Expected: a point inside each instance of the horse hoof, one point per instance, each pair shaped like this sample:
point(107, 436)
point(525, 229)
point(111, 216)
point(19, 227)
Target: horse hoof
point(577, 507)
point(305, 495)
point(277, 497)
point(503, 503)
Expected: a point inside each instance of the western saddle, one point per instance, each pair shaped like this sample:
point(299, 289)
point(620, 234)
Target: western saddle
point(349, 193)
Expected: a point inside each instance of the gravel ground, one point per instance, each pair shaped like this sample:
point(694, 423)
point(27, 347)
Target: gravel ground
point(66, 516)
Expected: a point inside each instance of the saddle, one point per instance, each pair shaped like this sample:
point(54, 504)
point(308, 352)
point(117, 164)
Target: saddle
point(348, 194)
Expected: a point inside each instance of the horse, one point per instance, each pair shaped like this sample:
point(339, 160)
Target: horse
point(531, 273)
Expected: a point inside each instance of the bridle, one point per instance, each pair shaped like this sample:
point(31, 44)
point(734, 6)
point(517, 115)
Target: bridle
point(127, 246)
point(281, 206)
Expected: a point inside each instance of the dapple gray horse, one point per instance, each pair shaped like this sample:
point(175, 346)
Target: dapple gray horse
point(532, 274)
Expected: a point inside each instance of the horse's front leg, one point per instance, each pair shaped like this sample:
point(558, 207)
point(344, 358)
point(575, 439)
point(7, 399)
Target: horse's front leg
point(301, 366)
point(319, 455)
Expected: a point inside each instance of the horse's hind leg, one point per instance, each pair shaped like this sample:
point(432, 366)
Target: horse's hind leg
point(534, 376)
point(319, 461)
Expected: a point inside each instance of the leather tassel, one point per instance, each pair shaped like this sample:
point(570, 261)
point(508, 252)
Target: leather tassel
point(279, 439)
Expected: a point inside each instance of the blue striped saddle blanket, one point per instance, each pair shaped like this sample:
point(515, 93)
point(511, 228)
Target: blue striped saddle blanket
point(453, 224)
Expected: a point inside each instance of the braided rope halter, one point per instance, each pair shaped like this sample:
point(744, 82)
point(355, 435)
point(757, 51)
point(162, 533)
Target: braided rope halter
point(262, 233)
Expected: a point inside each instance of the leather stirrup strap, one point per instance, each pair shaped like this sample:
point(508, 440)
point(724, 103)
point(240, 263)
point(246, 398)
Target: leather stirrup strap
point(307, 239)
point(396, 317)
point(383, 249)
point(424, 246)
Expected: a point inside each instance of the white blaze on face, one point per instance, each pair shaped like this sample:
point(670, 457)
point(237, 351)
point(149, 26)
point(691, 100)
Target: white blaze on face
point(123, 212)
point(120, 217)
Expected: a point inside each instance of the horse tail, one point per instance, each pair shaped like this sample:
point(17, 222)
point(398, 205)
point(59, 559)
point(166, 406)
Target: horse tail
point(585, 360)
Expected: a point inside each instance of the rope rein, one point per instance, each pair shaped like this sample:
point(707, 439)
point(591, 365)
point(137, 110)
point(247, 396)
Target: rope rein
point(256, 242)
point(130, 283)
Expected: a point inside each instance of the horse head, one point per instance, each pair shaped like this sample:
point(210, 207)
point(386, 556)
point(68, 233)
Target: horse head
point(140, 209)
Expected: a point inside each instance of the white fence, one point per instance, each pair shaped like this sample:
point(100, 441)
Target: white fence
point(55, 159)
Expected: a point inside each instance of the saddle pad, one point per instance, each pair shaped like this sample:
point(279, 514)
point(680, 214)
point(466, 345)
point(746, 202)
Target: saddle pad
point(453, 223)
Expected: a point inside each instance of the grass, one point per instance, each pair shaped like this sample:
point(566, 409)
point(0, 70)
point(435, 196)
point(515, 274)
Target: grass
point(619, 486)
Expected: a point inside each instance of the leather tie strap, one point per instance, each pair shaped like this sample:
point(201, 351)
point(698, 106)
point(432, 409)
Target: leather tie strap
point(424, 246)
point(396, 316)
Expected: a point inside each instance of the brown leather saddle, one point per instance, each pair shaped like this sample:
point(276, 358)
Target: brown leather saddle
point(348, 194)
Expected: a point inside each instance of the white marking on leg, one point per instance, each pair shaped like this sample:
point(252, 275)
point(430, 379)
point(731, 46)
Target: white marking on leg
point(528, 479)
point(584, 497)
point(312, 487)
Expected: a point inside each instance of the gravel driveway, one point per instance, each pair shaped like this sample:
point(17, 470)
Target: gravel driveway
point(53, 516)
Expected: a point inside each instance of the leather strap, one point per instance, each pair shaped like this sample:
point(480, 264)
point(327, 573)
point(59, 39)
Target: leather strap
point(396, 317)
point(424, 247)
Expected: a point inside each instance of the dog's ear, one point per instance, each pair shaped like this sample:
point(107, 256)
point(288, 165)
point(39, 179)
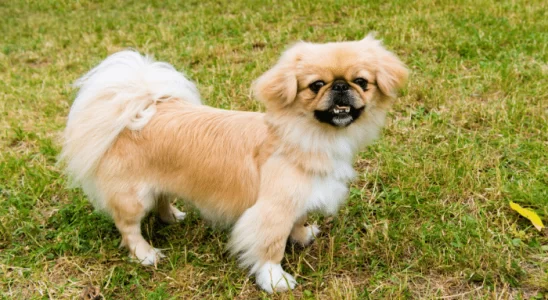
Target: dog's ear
point(277, 87)
point(391, 73)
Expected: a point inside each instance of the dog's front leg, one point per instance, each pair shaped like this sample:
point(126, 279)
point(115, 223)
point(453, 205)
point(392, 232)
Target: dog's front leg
point(260, 235)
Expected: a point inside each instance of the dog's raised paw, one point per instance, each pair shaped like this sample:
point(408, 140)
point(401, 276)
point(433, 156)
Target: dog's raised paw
point(271, 277)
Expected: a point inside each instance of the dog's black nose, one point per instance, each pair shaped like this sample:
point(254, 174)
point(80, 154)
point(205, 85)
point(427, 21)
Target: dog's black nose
point(340, 86)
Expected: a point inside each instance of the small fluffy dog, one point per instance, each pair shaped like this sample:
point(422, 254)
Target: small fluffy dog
point(137, 136)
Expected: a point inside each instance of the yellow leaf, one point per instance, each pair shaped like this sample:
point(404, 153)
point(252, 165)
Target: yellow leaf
point(529, 214)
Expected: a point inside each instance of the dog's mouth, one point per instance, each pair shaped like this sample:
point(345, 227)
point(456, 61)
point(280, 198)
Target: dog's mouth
point(339, 116)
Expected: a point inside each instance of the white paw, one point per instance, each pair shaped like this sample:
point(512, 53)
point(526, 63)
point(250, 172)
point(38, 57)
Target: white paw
point(271, 277)
point(311, 232)
point(150, 257)
point(179, 215)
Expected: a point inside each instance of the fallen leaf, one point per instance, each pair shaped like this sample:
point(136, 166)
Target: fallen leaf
point(529, 214)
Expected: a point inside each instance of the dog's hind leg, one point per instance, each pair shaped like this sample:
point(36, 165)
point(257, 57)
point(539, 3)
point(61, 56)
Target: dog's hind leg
point(167, 212)
point(128, 211)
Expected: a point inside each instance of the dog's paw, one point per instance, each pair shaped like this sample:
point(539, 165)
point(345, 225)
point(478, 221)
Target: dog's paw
point(172, 216)
point(271, 277)
point(150, 257)
point(179, 215)
point(307, 236)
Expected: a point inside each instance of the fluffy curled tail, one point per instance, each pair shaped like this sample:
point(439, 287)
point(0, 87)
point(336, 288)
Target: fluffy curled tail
point(121, 92)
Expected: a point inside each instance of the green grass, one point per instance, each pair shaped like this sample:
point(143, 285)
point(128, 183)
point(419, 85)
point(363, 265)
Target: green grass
point(428, 216)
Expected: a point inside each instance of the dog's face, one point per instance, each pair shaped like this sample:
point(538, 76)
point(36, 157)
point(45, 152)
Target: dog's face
point(332, 83)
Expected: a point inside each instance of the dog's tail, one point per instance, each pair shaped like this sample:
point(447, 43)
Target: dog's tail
point(121, 92)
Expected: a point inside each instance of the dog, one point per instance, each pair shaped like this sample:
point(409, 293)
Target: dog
point(137, 137)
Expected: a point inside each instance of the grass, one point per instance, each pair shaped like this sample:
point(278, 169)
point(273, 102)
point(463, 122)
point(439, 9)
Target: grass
point(428, 216)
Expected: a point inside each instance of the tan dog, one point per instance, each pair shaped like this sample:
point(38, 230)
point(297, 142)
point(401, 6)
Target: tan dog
point(137, 137)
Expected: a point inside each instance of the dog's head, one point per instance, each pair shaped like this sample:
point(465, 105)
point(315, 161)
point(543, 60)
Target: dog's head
point(332, 83)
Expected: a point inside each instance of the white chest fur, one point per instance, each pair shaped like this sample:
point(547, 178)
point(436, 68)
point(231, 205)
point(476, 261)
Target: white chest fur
point(330, 191)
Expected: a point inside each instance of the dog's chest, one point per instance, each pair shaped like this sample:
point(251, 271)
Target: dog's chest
point(329, 192)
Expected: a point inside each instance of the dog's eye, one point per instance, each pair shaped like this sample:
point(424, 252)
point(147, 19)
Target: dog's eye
point(362, 83)
point(316, 86)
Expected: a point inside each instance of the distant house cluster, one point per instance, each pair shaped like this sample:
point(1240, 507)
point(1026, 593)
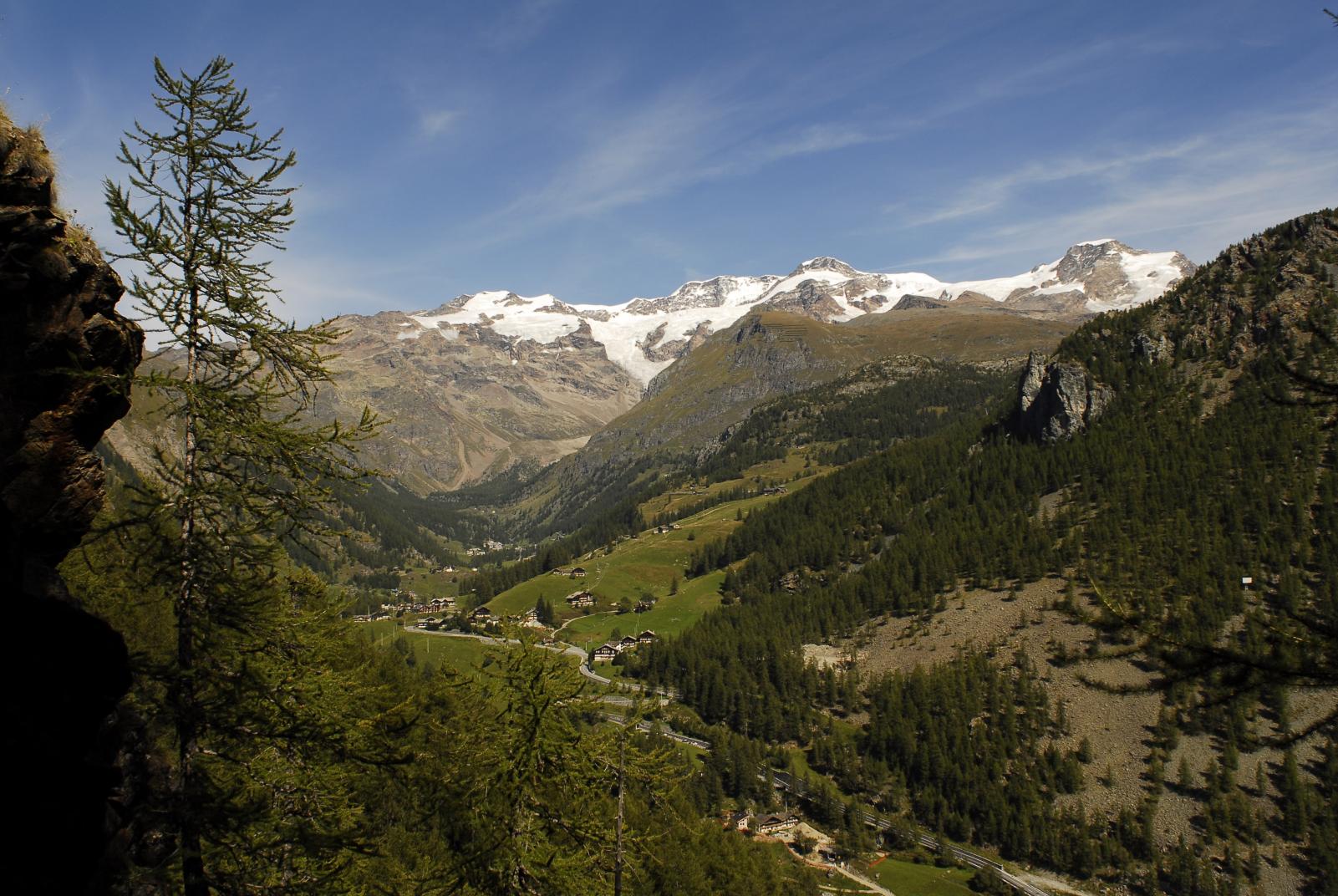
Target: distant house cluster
point(612, 649)
point(411, 605)
point(764, 824)
point(580, 599)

Task prompt = Every line from the one containing "Expected: a point inside each instance of the white chest" through the end of the listing is to be copied exactly; the pictures are not.

Solution for this exercise =
Expected: a point inside each instance of the white chest fur, one point per instance, each pair shaped like this sample:
point(547, 178)
point(436, 68)
point(231, 205)
point(476, 261)
Target: white chest fur
point(330, 191)
Expected: a point inside each instance of the dog's chest, one point per instance, each pair shaped like this sample:
point(251, 271)
Target: dog's chest
point(329, 192)
Expected: a point inside each instance of the dog's eye, one point per instance, each pair shaped like this sample:
point(424, 252)
point(147, 19)
Target: dog's eye
point(362, 83)
point(316, 86)
Expected: a point inside each instance of the distant house cluster, one point per instance, each pair shaped like this sample:
point(1240, 507)
point(1026, 593)
Target: distant house cluster
point(612, 649)
point(411, 605)
point(764, 824)
point(580, 599)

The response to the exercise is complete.